EXERCISE PROMPT: In the records that follow, locate every line with "wheel" and extract it.
>>
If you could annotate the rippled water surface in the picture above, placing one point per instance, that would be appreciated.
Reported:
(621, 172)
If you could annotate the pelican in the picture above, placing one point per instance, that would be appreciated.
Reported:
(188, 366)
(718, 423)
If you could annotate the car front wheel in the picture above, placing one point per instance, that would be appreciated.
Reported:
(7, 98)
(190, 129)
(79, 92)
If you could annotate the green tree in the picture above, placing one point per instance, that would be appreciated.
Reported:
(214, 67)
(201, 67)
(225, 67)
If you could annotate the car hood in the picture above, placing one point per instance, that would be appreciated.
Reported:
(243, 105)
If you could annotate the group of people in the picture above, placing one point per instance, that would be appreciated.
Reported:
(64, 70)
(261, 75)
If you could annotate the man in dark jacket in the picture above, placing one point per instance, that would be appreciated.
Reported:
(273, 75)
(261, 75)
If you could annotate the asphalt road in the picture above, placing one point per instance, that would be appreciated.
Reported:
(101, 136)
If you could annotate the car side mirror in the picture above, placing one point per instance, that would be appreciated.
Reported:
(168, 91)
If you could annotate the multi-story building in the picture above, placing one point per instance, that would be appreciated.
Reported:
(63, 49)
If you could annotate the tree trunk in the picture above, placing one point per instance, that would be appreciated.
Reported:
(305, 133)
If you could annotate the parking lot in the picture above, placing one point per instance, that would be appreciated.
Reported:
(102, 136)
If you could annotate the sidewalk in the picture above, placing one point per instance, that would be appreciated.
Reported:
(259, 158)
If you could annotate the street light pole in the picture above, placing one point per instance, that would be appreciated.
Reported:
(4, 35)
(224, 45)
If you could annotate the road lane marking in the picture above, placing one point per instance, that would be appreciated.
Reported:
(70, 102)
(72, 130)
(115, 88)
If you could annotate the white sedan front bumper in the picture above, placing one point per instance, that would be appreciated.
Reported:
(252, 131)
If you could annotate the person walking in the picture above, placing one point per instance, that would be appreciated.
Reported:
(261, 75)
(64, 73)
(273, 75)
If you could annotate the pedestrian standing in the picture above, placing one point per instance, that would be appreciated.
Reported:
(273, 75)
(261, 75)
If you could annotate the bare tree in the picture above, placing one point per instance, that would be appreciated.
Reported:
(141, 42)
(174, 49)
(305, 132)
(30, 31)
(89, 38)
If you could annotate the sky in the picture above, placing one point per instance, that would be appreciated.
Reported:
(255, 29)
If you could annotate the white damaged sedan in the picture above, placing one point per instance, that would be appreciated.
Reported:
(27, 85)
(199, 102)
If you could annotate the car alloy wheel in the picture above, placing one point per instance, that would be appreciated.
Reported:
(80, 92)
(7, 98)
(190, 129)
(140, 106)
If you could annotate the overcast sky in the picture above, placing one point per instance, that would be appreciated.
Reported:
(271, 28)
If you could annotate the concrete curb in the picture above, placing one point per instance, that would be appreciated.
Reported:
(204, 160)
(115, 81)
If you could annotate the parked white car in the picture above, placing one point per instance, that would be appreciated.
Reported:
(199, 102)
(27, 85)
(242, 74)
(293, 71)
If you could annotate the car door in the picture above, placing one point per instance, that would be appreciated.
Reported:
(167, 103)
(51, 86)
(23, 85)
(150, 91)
<<
EXERCISE RESULT:
If you could annotate the car front wheel in the picture above, placing one point per instance, that would be appreciated.
If you could annotate the car alloy wheel in the picture above, placing one point per instance, that would be appreciated.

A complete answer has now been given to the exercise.